--- CONSIGNES ---
Poursuivez, s'il vous plaît, le texte sur les réfugiés juifs du square Vergote à Woluwe-Saint-Lambert à partir de sa dernière phrase.

--- EXTRAIT ---

+ + + +

Mais son enquête ne pouvait que mener à la rédaction d’un livre…
Réfugiés au square Vergote à Woluwe-Saint-Lambert
En 1935, Ralph Mayer est envoyé en Belgique par ses parents, Edith et Érich, un important industriel juif allemand actif dans le textile qui a combattu pour son pays pendant la Première Guerre mondiale. Ceux-ci voient que la situation des Juifs en Allemagne devient précaire. À Etterbeek, le jeune Ralph fréquentera l’internat du collège Saint-Michel.
Ses parents décident, eux, de partir après la Nuit de Cristal, en novembre 1938. Ils s’installent dans un appartement, au numéro 8 du square Vergote, à Woluwe-Saint-Lambert. "J’ai découvert dans les archives de la Commune qu’ils n’étaient pas les seuls à y être domiciliés. Ils étaient huit", indique l’auteur.
D’autres Juifs allemands, ayant fui leur pays, s’y sont réfugiés. Stefanie Kosterlitz, une infirmière originaire de Berlin, est arrivée au printemps 1939. On sait peu de chose sur elle, si ce n’est qu’elle est morte dans le camp de concentration d’Auschwitz.
En août 1939, les Bloch, une des familles les plus riches de Francfort, arrivent à leur tour. Arthur et Else, les parents et leur enfant Peter sont accompagnés par leur servante Luise Fölsche.
En 1942, dans la Belgique occupée, ces exilés commencent à prendre peur: le port de l’étoile jaune est devenu obligatoire.
En mai de cette année-là, Ralph Mayer est envoyé chez les Jonnart. Albert, le père, avocat de Woluwe-Saint-Lambert, accepte de le cacher dans sa maison.
Double descente de la Gestapo le 13 juillet 1943
Mais le 13 juillet 1943, la Gestapo débarque chez lui, dénoncé par des voisins. Ralph arrive à s’enfuir par le toit, en pyjama. Albert Jonnart est arrêté et envoyé dans un camp de prisonniers, la base de lancement de V2, à Eperlecques, en France. Il y décédera, d’épuisement, le 15 mars 1944.

+ + + +

--- DONNÉES FOURNIES ---
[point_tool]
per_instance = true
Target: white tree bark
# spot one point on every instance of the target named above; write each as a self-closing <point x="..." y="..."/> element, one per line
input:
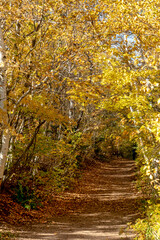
<point x="4" y="131"/>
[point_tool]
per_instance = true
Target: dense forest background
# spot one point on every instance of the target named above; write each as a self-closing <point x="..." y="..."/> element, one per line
<point x="79" y="81"/>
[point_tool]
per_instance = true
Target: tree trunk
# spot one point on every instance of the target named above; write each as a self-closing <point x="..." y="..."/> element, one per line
<point x="4" y="131"/>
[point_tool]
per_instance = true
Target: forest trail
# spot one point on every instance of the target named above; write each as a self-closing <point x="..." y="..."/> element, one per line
<point x="101" y="205"/>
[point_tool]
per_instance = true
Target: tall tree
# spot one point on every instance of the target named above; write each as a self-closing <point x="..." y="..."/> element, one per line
<point x="4" y="131"/>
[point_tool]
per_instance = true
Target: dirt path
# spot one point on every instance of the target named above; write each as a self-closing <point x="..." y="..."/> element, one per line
<point x="104" y="201"/>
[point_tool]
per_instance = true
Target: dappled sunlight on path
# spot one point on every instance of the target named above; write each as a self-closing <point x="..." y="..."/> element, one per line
<point x="108" y="200"/>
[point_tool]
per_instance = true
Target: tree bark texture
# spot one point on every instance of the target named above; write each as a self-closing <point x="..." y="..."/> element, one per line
<point x="4" y="131"/>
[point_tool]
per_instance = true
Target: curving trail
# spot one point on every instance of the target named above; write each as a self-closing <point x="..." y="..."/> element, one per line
<point x="105" y="201"/>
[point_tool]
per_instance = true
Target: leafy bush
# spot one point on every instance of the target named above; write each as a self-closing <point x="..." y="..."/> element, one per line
<point x="149" y="227"/>
<point x="26" y="196"/>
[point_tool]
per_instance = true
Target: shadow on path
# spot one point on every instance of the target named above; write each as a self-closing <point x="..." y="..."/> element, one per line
<point x="111" y="201"/>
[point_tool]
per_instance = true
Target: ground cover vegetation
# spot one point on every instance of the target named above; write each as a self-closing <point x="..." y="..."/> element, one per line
<point x="79" y="80"/>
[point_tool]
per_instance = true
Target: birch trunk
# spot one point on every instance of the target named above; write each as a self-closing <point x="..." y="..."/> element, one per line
<point x="4" y="131"/>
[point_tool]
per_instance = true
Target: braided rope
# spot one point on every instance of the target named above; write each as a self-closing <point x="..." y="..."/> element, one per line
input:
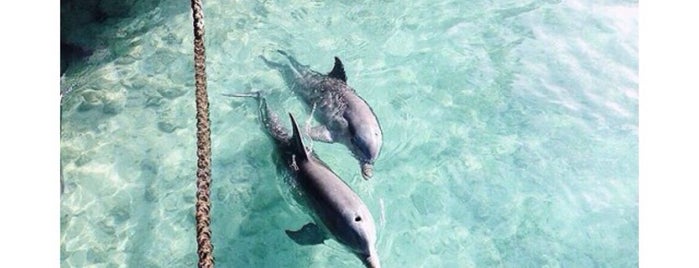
<point x="205" y="249"/>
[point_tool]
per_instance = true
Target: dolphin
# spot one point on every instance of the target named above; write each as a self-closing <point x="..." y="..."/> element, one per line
<point x="338" y="212"/>
<point x="343" y="115"/>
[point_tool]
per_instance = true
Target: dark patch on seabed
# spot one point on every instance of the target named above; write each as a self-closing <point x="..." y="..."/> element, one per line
<point x="82" y="22"/>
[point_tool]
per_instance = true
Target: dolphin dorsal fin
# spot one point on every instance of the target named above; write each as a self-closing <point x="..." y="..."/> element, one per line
<point x="297" y="141"/>
<point x="338" y="71"/>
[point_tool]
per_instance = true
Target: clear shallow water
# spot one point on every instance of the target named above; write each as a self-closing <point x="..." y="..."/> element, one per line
<point x="510" y="134"/>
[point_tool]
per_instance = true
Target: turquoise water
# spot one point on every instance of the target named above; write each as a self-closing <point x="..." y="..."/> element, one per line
<point x="510" y="134"/>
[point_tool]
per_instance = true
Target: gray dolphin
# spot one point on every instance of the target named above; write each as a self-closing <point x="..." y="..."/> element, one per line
<point x="344" y="116"/>
<point x="338" y="211"/>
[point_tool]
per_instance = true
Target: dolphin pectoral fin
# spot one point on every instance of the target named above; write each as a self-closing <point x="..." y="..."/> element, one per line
<point x="320" y="133"/>
<point x="309" y="234"/>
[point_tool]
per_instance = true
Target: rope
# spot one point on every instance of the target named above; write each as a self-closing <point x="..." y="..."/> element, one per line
<point x="205" y="249"/>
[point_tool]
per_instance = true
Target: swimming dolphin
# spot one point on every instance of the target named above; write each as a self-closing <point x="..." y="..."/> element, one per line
<point x="337" y="210"/>
<point x="344" y="116"/>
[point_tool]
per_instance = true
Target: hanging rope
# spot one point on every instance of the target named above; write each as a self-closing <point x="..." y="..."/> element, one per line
<point x="204" y="248"/>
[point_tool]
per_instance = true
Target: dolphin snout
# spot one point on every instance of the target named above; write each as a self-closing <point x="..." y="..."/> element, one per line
<point x="372" y="261"/>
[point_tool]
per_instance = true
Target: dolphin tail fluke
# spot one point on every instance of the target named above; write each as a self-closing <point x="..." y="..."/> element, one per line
<point x="309" y="234"/>
<point x="297" y="140"/>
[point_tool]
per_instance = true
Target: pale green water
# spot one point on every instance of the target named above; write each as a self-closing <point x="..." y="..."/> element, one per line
<point x="510" y="134"/>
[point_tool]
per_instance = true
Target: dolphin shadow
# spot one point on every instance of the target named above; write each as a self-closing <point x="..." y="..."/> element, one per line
<point x="251" y="211"/>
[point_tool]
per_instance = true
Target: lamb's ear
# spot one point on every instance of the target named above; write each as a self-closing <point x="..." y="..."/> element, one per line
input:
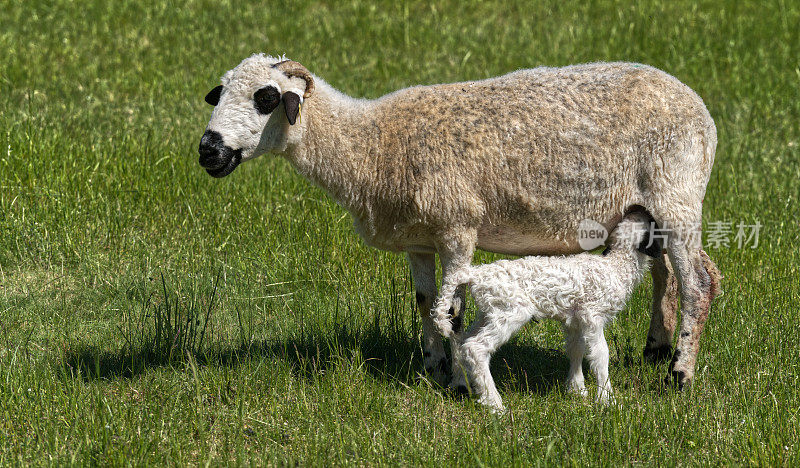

+ + + +

--- RÉPONSE RÉDIGÉE ---
Ralph trouve, lui, refuge chez les Breuer, famille intimement liée aux Jonnart puisqu’un de leur fils était fiancé à une des filles Jonnart. Jacques Breuer sait qu’il est périlleux de le garder dans sa maison. Il décide de le cacher aux Musées du Cinquantenaire en le faisant passer pour un de ses étudiants. Son fils, Jean, a aidé Ralph à s’y rendre.
Toujours le 13 juillet 1943, la Gestapo déboule aussi au square Vergote. Érich et Edith Mayer ainsi qu’Arthur Bloch sont arrêtés par… un Juif, ce que Jean-Christophe Dubuisson peine à comprendre.
Arthur Bloch se suicidera à la caserne Dossin, à Malines, tandis que les parents Mayer seront déportés à Auschwitz où ils ont probablement été tués dès leur arrivée.
Else Bloch et la servante n’étaient, elles, déjà plus au square Vergote. Luise Fölsche est morte avant la fin de la guerre de maladie. Peter Bloch était, lui, entré dans la Résistance et a vécu en Suisse. Revenu en Belgique, il est parti, 4-5 ans après la guerre, aux États-Unis, avec sa mère.
Ralph Mayer a vécu en divers pays avant de s’établir à Woluwe-Saint-Lambert où il est décédé en 1998. Il se rendait chaque année chez les Jonnart et chez la grand-mère de Jean-Christophe Dubuisson.
"Dès 1953, Ralph Mayer a tenu à enregistrer son témoignage auprès de la Commune de Woluwe-Saint-Lambert pour saluer ceux qui l’avaient sauvé", souligne ce dernier.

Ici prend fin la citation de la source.